EXERCISE OBJECTIVE:
Reproduce all entries word for word.

*** RECORD EXTRACTS ***

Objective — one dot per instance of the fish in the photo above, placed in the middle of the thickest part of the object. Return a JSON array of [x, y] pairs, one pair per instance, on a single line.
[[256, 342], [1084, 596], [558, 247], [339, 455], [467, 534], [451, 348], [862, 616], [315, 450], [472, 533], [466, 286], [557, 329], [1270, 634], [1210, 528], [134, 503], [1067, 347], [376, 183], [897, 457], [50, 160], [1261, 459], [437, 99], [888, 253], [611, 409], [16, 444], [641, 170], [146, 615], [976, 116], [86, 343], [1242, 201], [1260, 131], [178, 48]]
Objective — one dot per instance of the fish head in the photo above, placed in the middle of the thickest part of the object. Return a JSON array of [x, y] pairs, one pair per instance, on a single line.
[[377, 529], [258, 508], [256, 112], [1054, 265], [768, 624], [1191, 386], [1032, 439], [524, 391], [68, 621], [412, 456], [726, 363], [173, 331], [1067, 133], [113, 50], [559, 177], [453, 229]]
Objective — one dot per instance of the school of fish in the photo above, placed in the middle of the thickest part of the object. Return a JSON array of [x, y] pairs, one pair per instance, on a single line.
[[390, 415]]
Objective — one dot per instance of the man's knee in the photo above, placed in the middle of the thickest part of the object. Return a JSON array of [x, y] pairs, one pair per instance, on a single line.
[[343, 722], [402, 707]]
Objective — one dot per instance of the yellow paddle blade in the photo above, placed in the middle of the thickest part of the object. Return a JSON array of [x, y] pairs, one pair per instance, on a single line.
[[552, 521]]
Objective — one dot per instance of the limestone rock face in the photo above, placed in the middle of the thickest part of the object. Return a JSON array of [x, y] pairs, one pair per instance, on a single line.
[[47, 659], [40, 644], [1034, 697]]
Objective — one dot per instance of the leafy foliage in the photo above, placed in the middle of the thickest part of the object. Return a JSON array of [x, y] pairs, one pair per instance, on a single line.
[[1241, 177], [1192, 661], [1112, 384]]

*** End of RECORD EXTRACTS ***

ANSWER BOX:
Objective — one dot per instance of the fish in the photo above, placed in the middle of the thickest part of the object. Return a JSON array of [x, y] pairs, one pair per instance, on a single line.
[[256, 342], [1084, 596], [558, 247], [339, 455], [467, 534], [451, 348], [862, 616], [315, 450], [472, 533], [466, 286], [557, 329], [1270, 634], [1210, 528], [134, 503], [1067, 347], [376, 183], [897, 457], [50, 160], [1261, 459], [437, 99], [888, 253], [611, 409], [16, 444], [641, 170], [146, 615], [976, 116], [86, 343], [1242, 201], [1260, 131], [178, 48]]
Objective — one dot per instance of the fish head in the photo above, placed in the middle of the thickest part of the object. Return a JSON array of [x, y] pairs, one pair per instance, on a single line.
[[377, 529], [258, 508], [256, 112], [1054, 265], [768, 624], [1191, 386], [1032, 439], [524, 391], [68, 621], [412, 456], [726, 363], [173, 331], [1067, 133], [113, 50], [559, 177], [453, 229]]
Objective — one dot per instance of the school of fish in the photo above, placed in the middle of the thickest part of the object. Return a JSON array of [x, y] pairs, one pair per instance, on a single line.
[[390, 415]]
Objective — one dot per instance of the man's knee in the photo above, placed in the middle of the thickest part of the object. Return a JSON array of [x, y] pairs, one pair per instance, on a single line.
[[343, 722], [402, 707]]
Objective — one dot per instance of the yellow paddle blade in the photo above, placed in the middle of the thickest part of the object. Return a JSON array of [x, y] pairs, one pair per instance, on a single line.
[[552, 521]]
Objective — one dot per instance of the limestone rock face in the photo above, placed in the middle of the thickest part of the object. Return a JSON array of [x, y] pairs, one pair per instance, on a single line.
[[47, 659], [40, 644], [1034, 697]]
Objective — one dot per instance of the leafy foliage in the photo above, placed in the middle of the thickest part of the object. Return a JSON array of [x, y] pairs, one pair per instance, on a single line.
[[1241, 177], [1192, 661], [1112, 384]]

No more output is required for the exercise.